▸ **Input records**
====================

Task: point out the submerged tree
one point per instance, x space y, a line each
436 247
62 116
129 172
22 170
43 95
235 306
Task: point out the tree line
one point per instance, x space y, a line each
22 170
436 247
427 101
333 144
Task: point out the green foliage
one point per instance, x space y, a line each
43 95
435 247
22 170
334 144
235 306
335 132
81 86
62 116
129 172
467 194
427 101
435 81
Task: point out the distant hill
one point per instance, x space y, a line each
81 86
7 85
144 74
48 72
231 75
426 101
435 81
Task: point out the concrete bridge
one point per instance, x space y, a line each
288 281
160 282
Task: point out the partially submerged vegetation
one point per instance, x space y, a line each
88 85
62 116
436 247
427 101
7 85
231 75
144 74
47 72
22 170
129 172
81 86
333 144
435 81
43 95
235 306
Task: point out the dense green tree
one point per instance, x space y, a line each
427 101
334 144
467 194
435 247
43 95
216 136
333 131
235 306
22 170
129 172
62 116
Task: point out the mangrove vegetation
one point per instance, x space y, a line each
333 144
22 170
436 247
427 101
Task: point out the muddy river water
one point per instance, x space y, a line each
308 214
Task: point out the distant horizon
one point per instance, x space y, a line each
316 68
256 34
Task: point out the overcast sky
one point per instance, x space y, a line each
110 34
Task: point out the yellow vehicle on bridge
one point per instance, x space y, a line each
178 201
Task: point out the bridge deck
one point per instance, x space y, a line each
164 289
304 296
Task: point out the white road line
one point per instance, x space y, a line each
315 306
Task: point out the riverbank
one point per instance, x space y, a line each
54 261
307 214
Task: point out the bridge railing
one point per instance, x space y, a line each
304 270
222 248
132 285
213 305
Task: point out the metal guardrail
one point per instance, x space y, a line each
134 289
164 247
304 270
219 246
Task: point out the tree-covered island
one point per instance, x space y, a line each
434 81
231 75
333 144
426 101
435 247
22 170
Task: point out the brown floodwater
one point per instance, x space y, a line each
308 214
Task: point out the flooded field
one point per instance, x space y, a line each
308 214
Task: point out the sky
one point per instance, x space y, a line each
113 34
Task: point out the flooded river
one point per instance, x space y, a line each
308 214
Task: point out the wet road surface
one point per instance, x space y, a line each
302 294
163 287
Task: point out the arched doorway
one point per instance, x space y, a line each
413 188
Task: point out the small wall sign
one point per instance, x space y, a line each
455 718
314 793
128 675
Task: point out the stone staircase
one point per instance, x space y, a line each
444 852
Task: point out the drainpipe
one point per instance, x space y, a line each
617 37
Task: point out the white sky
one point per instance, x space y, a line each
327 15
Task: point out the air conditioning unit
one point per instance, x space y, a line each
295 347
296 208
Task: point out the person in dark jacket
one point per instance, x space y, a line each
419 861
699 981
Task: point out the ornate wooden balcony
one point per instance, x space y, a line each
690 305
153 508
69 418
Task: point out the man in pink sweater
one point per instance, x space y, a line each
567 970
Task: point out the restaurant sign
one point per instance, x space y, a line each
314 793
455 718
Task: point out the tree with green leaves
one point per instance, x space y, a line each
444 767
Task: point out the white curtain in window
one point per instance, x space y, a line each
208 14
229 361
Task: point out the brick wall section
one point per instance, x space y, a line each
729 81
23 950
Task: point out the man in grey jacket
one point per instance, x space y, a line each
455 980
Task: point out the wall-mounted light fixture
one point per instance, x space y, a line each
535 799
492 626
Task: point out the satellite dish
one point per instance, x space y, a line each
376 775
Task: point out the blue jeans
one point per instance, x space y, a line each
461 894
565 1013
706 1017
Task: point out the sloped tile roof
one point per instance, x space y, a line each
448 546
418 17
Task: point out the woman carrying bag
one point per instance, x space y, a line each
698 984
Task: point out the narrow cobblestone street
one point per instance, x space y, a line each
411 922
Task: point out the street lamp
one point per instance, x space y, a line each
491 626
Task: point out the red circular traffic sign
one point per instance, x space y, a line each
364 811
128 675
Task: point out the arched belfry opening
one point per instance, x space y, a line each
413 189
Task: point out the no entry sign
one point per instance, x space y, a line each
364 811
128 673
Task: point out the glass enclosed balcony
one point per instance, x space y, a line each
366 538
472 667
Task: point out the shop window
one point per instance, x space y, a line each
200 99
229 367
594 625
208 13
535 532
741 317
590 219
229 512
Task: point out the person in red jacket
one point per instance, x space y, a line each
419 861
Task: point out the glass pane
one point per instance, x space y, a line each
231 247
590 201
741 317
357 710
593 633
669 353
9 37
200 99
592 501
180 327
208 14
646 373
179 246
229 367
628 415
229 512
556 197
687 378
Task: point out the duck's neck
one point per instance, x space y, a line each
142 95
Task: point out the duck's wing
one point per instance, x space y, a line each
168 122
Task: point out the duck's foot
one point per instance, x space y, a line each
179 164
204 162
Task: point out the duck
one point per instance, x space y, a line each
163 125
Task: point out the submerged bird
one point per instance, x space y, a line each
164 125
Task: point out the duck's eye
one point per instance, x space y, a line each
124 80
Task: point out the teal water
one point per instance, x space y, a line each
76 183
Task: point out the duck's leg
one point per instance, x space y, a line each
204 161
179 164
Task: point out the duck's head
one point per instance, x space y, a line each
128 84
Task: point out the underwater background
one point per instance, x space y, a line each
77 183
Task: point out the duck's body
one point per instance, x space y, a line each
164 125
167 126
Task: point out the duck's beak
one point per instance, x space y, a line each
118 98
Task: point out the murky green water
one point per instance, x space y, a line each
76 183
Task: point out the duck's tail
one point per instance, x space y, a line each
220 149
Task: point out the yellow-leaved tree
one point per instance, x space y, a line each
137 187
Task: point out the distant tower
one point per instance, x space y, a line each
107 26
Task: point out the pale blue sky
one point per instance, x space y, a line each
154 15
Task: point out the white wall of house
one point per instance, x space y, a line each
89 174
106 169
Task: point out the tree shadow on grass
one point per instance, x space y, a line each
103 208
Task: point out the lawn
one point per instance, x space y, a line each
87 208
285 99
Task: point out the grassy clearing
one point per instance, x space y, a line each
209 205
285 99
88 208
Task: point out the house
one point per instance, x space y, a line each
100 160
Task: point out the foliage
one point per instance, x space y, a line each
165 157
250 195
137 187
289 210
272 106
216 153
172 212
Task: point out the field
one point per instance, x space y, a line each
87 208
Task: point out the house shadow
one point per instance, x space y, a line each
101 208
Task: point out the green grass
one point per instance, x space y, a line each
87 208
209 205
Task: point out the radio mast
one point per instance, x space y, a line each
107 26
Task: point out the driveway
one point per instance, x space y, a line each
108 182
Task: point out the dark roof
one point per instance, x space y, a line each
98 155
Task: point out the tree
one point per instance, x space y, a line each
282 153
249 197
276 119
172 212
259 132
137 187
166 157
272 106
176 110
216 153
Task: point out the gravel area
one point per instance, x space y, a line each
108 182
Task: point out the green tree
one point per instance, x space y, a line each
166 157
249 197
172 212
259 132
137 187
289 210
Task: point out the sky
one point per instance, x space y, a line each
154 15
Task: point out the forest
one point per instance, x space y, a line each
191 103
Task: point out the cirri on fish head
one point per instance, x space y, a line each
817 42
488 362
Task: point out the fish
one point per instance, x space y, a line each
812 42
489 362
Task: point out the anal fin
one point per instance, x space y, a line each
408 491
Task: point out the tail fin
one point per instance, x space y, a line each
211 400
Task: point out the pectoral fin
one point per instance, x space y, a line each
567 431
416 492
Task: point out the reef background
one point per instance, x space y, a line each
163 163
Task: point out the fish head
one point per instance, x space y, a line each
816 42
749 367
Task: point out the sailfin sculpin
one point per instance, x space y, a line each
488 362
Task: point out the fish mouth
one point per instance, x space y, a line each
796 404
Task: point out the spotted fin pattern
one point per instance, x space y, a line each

====================

▸ **The request**
Exactly as written, give again every line from the one containing "Task: point out the cirri on fish head" through the last line of the material above, and no other lines.

▸ **Written reply**
Task: point out the cirri on fish head
one point per instance, x space y, a line each
817 42
488 362
Task: point out the fish
one point per instance, x space y, a line each
812 42
489 362
Task: point out the anal fin
one point per instance, x space y, a line each
408 491
Task: point out the tail fin
one point per instance, x space y, a line each
211 400
Task: point out the pectoral fin
one point per instance, x space y, a line each
567 431
416 492
Task: point out the reef background
one point per instance, x space y, a line each
163 163
Task: point out the fish head
one point per instance, x space y, a line each
816 42
749 367
Task: point out the sailfin sculpin
one point per instance, x space y, a line each
488 362
Task: point out the fish mouth
one point per instance, x space y, a line each
796 404
Task: point out the spotted fin pattern
one point per instance, x space y, a line each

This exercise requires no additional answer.